(TEXT SHOWN):
Skip to main content

RAG Agent Evaluation

This example shows a common pattern: evaluating a RAG agent across a dataset of question-answer pairs, checking for both hallucination and correctness.

The Setup

You have a RAG agent that:
  1. Takes a user question
  2. Retrieves relevant documents
  3. Generates an answer grounded in those documents
You want to evaluate:
  • Hallucination — Is the answer grounded in the retrieved documents?
  • Correctness — Does the answer match the expected reference?

The Eval

from twevals import eval, parametrize, EvalContext

async def run_agent(ctx: EvalContext):
    results = await run_rag_agent(ctx.input)
    ctx.output = results.response
    ctx.metadata["source_docs"] = results.metadata["source_docs"]


@eval(target=run_agent, dataset="rag_qa")

(HOW TO COMPLETE THIS TASK):
Print the RAG agent evaluation page word for word, starting at "You have a RAG" and ending at "results = await run_rag_agent(ctx.input)". None of the data is needed for this.

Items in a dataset

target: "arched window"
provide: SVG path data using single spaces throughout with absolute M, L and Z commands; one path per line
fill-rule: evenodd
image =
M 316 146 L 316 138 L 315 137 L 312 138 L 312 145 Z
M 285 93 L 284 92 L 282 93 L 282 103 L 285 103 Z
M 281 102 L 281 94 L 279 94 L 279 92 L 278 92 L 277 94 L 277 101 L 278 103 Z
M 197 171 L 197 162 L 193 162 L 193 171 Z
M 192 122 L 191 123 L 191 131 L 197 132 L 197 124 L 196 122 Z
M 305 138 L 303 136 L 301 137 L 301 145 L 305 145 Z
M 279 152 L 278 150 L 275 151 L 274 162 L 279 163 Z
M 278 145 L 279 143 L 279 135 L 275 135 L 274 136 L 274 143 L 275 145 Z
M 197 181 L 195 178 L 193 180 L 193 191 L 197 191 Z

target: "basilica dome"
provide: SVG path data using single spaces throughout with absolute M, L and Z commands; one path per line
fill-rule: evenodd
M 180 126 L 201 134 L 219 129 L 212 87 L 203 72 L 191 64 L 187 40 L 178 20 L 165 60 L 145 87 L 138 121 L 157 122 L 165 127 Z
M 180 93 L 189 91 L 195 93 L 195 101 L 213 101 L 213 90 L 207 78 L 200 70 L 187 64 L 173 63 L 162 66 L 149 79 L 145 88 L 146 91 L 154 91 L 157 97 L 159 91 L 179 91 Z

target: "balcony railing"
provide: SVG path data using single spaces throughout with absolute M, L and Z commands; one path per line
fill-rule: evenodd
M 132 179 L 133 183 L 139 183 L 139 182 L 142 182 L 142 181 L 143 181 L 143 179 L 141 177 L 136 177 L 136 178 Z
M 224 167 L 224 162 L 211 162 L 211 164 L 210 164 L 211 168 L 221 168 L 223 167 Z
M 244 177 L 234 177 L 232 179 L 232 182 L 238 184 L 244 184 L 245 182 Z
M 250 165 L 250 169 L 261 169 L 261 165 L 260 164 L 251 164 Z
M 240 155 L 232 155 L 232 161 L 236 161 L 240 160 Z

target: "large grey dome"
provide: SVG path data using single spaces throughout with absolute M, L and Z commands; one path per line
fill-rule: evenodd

(RESPONSE BELOW):
You have a RAG agent that:
  1. Takes a user question
  2. Retrieves relevant documents
  3. Generates an answer grounded in those documents
You want to evaluate:
  • Hallucination — Is the answer grounded in the retrieved documents?
  • Correctness — Does the answer match the expected reference?

The Eval

from twevals import eval, parametrize, EvalContext

async def run_agent(ctx: EvalContext):
    results = await run_rag_agent(ctx.input)